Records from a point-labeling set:
──────

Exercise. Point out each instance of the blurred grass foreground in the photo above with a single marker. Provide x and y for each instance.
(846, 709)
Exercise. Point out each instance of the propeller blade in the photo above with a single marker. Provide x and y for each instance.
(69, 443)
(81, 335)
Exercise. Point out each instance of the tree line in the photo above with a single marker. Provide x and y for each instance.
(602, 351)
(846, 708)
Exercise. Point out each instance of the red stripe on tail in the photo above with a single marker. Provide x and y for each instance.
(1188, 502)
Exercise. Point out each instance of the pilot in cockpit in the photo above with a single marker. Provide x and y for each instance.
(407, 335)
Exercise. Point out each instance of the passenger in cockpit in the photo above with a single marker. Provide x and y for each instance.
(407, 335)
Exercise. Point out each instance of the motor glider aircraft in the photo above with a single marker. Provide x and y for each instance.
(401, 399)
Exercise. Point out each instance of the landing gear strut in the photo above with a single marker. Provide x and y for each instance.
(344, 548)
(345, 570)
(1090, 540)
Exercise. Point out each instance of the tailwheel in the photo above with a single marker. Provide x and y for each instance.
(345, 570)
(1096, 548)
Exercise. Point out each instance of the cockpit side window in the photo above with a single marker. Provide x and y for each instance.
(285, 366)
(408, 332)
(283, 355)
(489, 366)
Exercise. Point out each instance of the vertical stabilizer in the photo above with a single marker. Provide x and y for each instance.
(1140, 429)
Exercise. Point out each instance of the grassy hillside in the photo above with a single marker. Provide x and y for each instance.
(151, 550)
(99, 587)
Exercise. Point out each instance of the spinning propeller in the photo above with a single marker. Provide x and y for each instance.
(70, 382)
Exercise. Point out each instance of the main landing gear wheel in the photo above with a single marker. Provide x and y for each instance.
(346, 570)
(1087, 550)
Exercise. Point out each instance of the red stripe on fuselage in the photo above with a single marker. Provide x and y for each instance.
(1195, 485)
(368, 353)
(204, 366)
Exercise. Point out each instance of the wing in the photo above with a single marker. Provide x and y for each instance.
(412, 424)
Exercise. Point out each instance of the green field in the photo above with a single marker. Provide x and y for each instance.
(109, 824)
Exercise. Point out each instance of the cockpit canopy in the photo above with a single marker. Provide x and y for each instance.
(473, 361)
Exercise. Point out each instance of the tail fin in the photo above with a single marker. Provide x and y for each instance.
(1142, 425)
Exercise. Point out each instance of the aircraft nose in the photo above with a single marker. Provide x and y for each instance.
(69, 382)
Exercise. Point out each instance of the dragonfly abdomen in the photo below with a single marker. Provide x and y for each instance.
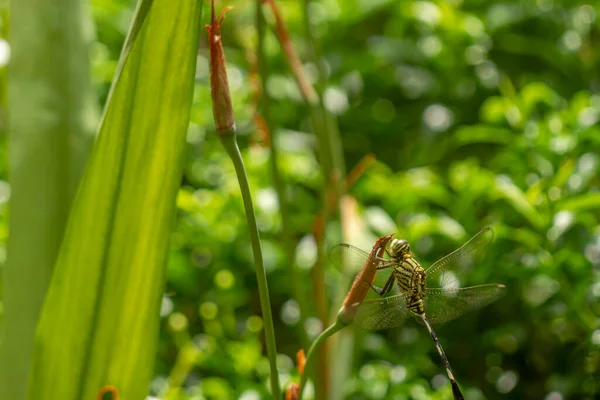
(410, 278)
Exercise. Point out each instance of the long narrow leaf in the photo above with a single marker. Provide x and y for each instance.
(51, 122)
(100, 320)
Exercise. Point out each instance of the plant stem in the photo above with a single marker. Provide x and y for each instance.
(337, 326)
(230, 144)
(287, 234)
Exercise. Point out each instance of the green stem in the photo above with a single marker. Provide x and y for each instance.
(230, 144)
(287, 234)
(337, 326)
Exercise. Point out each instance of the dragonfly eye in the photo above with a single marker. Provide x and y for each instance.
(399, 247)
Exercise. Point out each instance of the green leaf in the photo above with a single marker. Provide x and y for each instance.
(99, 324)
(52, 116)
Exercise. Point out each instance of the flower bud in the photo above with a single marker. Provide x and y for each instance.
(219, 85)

──────

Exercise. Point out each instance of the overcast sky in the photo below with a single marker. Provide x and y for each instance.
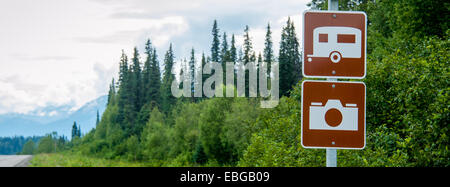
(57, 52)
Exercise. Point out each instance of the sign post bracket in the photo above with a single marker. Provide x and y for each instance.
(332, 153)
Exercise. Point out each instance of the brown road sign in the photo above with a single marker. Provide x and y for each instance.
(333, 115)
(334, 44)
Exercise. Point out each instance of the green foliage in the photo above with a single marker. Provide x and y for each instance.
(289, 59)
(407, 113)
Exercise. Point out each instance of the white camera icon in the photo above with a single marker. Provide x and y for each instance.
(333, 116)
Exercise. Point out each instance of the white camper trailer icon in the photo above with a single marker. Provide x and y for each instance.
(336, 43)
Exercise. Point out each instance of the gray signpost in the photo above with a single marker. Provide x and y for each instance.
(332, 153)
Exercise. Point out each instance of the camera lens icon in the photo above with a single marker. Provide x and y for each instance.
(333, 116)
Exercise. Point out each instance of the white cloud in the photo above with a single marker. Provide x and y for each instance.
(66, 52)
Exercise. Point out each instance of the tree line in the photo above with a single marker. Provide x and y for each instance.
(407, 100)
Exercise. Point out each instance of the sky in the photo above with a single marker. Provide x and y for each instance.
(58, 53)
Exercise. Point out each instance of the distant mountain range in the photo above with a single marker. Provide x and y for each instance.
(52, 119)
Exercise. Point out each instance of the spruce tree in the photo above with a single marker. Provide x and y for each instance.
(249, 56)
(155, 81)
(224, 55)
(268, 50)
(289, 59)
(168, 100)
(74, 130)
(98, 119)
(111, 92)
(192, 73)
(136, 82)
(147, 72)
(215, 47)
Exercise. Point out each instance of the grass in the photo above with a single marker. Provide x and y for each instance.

──────

Task directions:
Report every line in the records that contains the word "green". Copy each such line in full.

Correct response:
Exercise. Point out each instance of the green field in the photo above with a single marker. Provide x and y for each instance.
Exercise. Point out each instance of the green stem in the photo above with a single marker. Provide x and y for each instance.
Exercise. Point out each instance of the green leaf in the photo above with a single marker. Provide x and y for each instance.
Exercise. Point out each instance of the green foliage in the photo above with a single marker. Provide x and y for each instance.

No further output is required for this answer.